# [Consigne]
Recopiez intégralement les enregistrements ci-dessous, ligne par ligne, sans y apporter la moindre modification.

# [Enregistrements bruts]
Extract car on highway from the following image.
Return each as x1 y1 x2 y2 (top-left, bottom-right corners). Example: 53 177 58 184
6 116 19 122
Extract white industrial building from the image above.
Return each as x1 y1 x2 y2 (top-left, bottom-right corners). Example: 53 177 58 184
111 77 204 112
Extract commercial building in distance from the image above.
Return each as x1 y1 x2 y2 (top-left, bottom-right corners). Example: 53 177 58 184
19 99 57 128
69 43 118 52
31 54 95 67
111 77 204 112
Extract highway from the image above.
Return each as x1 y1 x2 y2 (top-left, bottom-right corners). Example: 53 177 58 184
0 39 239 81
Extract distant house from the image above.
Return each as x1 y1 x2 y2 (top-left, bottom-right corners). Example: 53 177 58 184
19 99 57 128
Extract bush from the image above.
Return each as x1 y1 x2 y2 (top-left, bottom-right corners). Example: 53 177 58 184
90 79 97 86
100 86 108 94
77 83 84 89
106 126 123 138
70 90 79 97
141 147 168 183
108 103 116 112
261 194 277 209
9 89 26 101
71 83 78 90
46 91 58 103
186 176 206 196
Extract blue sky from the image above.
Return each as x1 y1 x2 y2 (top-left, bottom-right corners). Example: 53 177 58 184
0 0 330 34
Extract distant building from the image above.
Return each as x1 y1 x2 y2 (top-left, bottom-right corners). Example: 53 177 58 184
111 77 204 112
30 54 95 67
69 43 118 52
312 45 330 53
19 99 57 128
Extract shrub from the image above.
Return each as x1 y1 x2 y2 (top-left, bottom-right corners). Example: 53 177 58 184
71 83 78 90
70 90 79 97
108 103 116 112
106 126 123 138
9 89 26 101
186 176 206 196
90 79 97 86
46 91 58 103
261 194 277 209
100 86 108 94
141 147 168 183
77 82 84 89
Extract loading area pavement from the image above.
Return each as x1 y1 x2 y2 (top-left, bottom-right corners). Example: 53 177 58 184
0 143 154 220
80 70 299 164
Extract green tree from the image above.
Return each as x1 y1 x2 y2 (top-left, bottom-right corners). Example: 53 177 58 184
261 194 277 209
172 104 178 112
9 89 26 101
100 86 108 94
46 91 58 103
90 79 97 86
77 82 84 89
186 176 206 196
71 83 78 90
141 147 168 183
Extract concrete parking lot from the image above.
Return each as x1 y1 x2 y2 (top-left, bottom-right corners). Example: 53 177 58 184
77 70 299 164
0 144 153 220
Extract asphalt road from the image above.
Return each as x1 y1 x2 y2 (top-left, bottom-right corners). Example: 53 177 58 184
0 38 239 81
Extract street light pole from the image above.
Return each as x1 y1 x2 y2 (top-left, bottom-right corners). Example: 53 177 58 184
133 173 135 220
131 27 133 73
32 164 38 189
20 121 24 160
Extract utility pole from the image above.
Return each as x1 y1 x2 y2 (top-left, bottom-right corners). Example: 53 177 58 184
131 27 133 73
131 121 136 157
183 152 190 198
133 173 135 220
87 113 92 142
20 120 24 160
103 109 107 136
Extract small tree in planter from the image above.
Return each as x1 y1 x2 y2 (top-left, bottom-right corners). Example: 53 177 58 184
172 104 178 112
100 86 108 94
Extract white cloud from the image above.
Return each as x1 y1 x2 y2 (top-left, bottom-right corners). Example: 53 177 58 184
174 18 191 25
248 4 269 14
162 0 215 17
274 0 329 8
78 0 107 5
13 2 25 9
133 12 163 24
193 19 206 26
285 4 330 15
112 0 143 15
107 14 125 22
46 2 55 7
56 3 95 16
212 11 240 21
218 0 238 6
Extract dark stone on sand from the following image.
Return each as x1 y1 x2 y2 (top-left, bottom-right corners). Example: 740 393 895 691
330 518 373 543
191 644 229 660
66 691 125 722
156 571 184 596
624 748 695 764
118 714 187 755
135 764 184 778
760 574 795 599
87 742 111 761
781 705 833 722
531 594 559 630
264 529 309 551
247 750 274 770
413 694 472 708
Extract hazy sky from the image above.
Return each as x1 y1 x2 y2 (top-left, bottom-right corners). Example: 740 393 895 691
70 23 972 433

# [Réponse attendue]
Extract car on highway from the following image.
Return each as x1 y1 x2 y2 (top-left, bottom-right corners). Example: 53 177 58 184
6 116 19 122
Extract white industrial building from the image above.
Return each as x1 y1 x2 y2 (top-left, bottom-right corners). Example: 53 177 58 184
111 77 204 112
Extract commercial building in distance from the image above.
Return each as x1 y1 x2 y2 (top-left, bottom-right corners). Example: 53 177 58 184
19 99 57 128
69 43 118 52
31 54 95 67
111 77 204 112
Extract highway from the image above.
Return each as x1 y1 x2 y2 (top-left, bottom-right corners). Example: 53 177 58 184
0 39 239 81
Extract distant house from the image above.
Return each as x1 y1 x2 y2 (top-left, bottom-right corners). Example: 53 177 58 184
19 99 57 128
Extract bush from the image above.
Return each as x1 y1 x2 y2 (top-left, bottom-right corners). Example: 53 177 58 184
90 79 97 86
100 86 108 94
77 83 84 89
106 126 123 138
70 90 79 97
141 147 168 183
108 103 116 112
261 194 277 209
9 89 26 101
71 83 78 90
46 91 58 103
186 176 206 196
Extract blue sky from the image above.
Return each as x1 y1 x2 y2 (top-left, bottom-right corners). Example: 53 177 58 184
0 0 330 34
Extract distant building from the image above.
Return each as x1 y1 x2 y2 (top-left, bottom-right corners). Example: 53 177 58 184
111 77 204 112
30 54 95 67
69 43 118 52
312 45 330 53
19 99 57 128
Extract shrub from the image above.
Return each as x1 y1 x2 y2 (top-left, bottom-right corners). Example: 53 177 58 184
71 83 78 90
70 90 79 97
108 103 116 112
106 126 123 138
9 89 26 101
186 176 206 196
90 79 97 86
46 91 58 103
261 194 277 209
100 86 108 94
141 147 168 183
77 82 84 89
Extract loading area pavement from the image above.
Return each as x1 y1 x2 y2 (top-left, bottom-right corners). Example: 53 177 58 184
0 143 154 220
80 70 299 164
Extract green tree from the image above.
Return each as x1 y1 x2 y2 (top-left, bottom-right corners). Example: 53 177 58 184
261 194 277 209
172 104 178 112
9 89 26 101
100 86 108 94
46 91 58 103
90 79 97 86
77 82 84 89
186 176 206 196
71 83 78 90
141 147 168 183
Extract concrete parking lot from the image above.
Return each as x1 y1 x2 y2 (top-left, bottom-right corners). Example: 53 177 58 184
77 70 299 164
0 144 153 220
Extract asphalt road from the image above.
Return each as x1 y1 x2 y2 (top-left, bottom-right corners). Example: 53 177 58 184
0 38 239 81
Extract street light pole from the image above.
Return each as x1 y1 x2 y2 (top-left, bottom-right corners). Example: 53 177 58 184
133 173 135 220
131 27 133 73
32 164 38 189
20 121 24 160
Extract utility pole from the image above.
Return each as x1 y1 x2 y2 (top-left, bottom-right corners). Example: 53 177 58 184
131 27 133 73
131 121 136 157
183 152 190 198
133 173 135 220
87 113 92 142
20 120 24 160
103 109 107 136
Extract small tree in planter from the image above.
Return each as x1 y1 x2 y2 (top-left, bottom-right corners). Example: 53 177 58 184
172 104 178 112
100 86 108 94
Extract white cloud from the image above.
Return each as x1 y1 x2 y2 (top-left, bottom-right corners). Example: 53 177 58 184
174 18 191 25
248 4 269 14
162 0 215 17
274 0 329 8
78 0 107 5
13 2 25 9
133 12 163 24
193 19 206 26
285 4 330 15
112 0 143 15
107 14 125 22
46 2 55 7
56 3 95 16
212 11 240 21
218 0 238 6
Extract dark stone on sand from the following image.
Return each as x1 y1 x2 y2 (top-left, bottom-right corners). Example: 740 393 895 691
330 518 373 543
191 644 229 660
66 691 125 722
156 571 184 596
624 748 695 764
118 714 187 755
135 764 184 778
760 574 795 599
87 742 111 761
781 705 833 722
531 594 559 630
264 529 309 551
247 750 274 770
413 694 472 708
Extract hazy sky from the image above.
Return each as x1 y1 x2 y2 (top-left, bottom-right corners). Example: 740 393 895 691
70 23 972 433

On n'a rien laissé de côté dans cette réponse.